▸ Do this: Lay out the lines in the items, from the line with "Task: pointing. Mark each instance of the tall" through the end of the items, as a Markdown table with the columns Row and Entry, skipping any blank lines.
* Begin Data for this task *
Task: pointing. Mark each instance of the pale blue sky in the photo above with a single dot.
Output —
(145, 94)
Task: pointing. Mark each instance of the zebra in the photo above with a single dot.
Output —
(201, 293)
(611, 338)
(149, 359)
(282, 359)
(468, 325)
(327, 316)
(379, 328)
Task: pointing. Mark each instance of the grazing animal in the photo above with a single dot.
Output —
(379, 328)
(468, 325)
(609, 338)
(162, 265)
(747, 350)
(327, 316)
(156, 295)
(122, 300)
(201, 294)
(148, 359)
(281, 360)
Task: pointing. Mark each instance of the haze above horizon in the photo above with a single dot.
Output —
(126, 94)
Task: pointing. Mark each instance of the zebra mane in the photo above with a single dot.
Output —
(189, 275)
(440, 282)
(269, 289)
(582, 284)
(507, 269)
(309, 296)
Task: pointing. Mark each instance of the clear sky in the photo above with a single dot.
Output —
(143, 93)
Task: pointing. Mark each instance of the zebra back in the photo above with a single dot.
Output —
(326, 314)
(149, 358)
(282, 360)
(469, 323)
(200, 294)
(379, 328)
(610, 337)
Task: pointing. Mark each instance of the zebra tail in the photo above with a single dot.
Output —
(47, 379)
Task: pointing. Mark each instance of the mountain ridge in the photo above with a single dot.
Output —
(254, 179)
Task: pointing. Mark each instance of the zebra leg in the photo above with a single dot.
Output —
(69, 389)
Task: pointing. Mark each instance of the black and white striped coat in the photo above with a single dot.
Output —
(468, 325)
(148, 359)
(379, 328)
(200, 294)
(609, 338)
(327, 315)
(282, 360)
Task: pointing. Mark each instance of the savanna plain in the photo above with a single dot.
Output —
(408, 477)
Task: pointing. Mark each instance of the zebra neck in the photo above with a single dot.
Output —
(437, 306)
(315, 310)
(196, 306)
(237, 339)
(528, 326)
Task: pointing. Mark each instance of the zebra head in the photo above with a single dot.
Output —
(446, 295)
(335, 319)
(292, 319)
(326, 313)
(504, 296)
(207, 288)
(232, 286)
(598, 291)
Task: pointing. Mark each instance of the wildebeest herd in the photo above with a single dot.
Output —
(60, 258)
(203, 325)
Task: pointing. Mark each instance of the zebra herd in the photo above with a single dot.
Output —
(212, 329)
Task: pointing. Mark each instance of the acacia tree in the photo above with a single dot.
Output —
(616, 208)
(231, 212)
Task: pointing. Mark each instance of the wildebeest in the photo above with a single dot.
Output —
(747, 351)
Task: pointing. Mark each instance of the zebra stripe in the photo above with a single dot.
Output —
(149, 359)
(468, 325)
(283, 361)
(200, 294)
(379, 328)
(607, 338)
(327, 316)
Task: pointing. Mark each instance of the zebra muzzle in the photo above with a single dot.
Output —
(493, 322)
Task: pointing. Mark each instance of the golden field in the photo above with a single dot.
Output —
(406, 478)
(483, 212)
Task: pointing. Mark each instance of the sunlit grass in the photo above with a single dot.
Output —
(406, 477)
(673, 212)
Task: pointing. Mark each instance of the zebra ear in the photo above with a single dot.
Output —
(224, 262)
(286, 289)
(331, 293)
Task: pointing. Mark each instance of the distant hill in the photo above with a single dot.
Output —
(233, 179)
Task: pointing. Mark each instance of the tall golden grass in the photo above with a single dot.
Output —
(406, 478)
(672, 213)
* End Data for this task *
▸ Answer to the task:
| Row | Entry |
|---|---|
| 1 | Task: pointing. Mark each instance of the tall golden grass in the photo above with a single dot. |
| 2 | Output — |
| 3 | (406, 478) |
| 4 | (672, 213) |